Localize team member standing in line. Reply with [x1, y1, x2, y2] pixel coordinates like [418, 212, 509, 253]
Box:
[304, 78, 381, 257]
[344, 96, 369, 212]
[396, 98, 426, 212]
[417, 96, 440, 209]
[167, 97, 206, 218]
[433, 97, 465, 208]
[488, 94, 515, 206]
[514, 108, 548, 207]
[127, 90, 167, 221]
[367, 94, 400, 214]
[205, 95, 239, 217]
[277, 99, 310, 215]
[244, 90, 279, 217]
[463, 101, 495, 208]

⁂

§ **SHORT PROBLEM**
Shift every bounding-box coordinate in the answers above by adding 42 to each number, and write out all lines of the records again, the request line included. Leave the request and its sample coordinates unchanged.

§ **SOLUTION FOR THIS EXERCISE**
Localize team member standing in line. Reply with [x1, y1, x2, y2] pixel coordinates like [418, 212, 509, 253]
Box:
[346, 120, 423, 299]
[386, 138, 411, 254]
[438, 140, 468, 254]
[459, 138, 482, 251]
[209, 139, 248, 260]
[475, 139, 507, 250]
[530, 136, 557, 248]
[556, 150, 590, 249]
[169, 132, 209, 263]
[409, 136, 442, 256]
[247, 137, 281, 259]
[319, 141, 352, 257]
[286, 132, 321, 259]
[505, 143, 537, 250]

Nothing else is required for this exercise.